Okunacak metin:
------------------------------
`1 MAYIS ` ve AHMET CEVAT
Bolşevik Rusya Azerbaycan`ın istiklal şairi Ahmet Cevat`a Türkçü düşüncelerinden dolayı işkenceler yaparken, hürriyeti için şu teklifi götürürler ve “hep Türlüğe, Türkçülüğe yazıyorsun 1 Mayıs için şiir yaz seni affedelim” derler.
Ahmet Cevat kabul eder ve bir süre sonra şu dörtlüğü yazar:
`Men her gelen bir Mayısa
Pek çok ümitler bağlarım.
Her gelecek, Mayıs için
Nisan ağlar, men ağlarım`
Bu şiir yazıldıktan birkaç hafta sonra Ruslar Ahmet Cevat`a hücüm ederler ve şiirdeki satırları şöyle tarif ederler` Sen bu şiiri bize yazmadın. Senin gelmesini istediğin Mayıs 1 Mayıs değil, Azerbaycan`ın istiklal günü 28 Mayıs`tır. Nisan`ın ağlaması ise Ruslar Nisan ayında Azerbaycan Cumhuriyetini yıktı sende onun için ağlıyorsun`
Evet aynen öyle olmuştur, tarihte kurulan ilk Türk Cumhuriyeti olan Azerbaycan devleti bolşevik Rusya tarafından Nisan`da yıkılmıştır.
Ahmet Cevat`ın kahramanlıklarını ne kadar anlatsam azdır.
Ne yazık ki, Türkiye toplumu bu kahramanı yeterince tanımamaktadır.
Haksız, hukuksuz ve sadece Türkçü düşüncelerinden dolayı SSCB tarafından yargılanıp kurşuna dizilen Ahmet Cevat’a karşı ileri sürülen bütün suçlamaların asılsız olduğunu 1955`de bizzat SSCB açıklamış ve ölümünden sonra beraat kararı vermişti. KGB baskısı altındaki ailesi de ancak 1950’den sonra zindandan kurtulabilmiştir.
***
Taksim`de bir “Cumhuriyet Heykeli” var...
Her gittiğimde acı acı SSCB yönetiminin iki generalini gözümüzün içine baka baka biz gösteren heykel...
Burada Atatürk`ün arkasında iki Rus general var...
Bu generallerden birinin adı Mareşal Kliment Yefremoviç Voroşilov, diğerinin ise General Mihail Vasilyeviç `dir.
------------------------------
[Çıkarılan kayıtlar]
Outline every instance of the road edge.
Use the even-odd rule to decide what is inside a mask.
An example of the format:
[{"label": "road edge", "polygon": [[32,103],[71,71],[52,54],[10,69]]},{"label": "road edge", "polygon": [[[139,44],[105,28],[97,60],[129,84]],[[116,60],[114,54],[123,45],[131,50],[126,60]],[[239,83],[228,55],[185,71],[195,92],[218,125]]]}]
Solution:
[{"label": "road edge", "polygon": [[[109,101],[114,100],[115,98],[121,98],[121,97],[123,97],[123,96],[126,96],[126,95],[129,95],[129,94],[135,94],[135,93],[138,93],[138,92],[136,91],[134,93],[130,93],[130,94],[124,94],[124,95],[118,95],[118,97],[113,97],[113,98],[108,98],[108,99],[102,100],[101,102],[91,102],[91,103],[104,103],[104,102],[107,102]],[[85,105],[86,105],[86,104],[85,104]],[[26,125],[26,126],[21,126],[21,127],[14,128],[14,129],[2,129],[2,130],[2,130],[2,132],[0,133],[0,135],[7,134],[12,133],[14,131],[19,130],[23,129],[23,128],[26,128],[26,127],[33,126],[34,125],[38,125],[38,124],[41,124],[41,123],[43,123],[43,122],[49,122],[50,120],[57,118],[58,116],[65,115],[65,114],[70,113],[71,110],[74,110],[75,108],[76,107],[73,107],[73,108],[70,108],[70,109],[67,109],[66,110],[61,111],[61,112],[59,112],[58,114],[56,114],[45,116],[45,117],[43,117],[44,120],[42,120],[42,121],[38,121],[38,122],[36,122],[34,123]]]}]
------------------------------
Belirtilen sorun 1: Ahmet Cevat'ı anlatan metne göre SSCB, ona yöneltilen suçlamaların asılsız olduğunu hangi yıl açıkladı?
Belirtilen sorun 2: Ahmet Cevat'ı anlatan metnin devamını yazın.

Çıktı 1: 1955'te.

Çıktı 2:
Bizdeki uç solcular ve komünistlere göre bu generalleri Lenin görevlendirmiş ve Kurtuluş Savaşı’nı bunlar organize etmiştir. Ve bu adamlar Cumhuriyetimizi kominist Rusya`ya endekslerler
Peşinen söyleyeyim; Türk Milleti’nin İstiklal Mücadelesi,her şeyi ile tamamen kendi bağımsızlık mefkuresinin bir ürünüdür ve bu ürüne destek verenler ise bütünüyle Buhara, Türkistan ve Azerbaycan Türkleri’dir.
Kısmen Pakistan ve sıcak denizler hayali ile Rusya da birşeyler yapmıştır.
Ama bu o iki Rus Genaralin Taksim Özgürlük Anıtı’nda yer almasını gerektirmemektedir.
Çünkü; Erzurumlu Nene Hatun baltasını alıp Ruslara karşı savaşırken Rus ordularının başında olan bu genarellerdi.
Ermeniler Erzurumda, Van`da, Erciş`te ve dahası Bakü`de , Andican`da Türk katliamı yaparken onlara yardım eden bu Rus’lardı.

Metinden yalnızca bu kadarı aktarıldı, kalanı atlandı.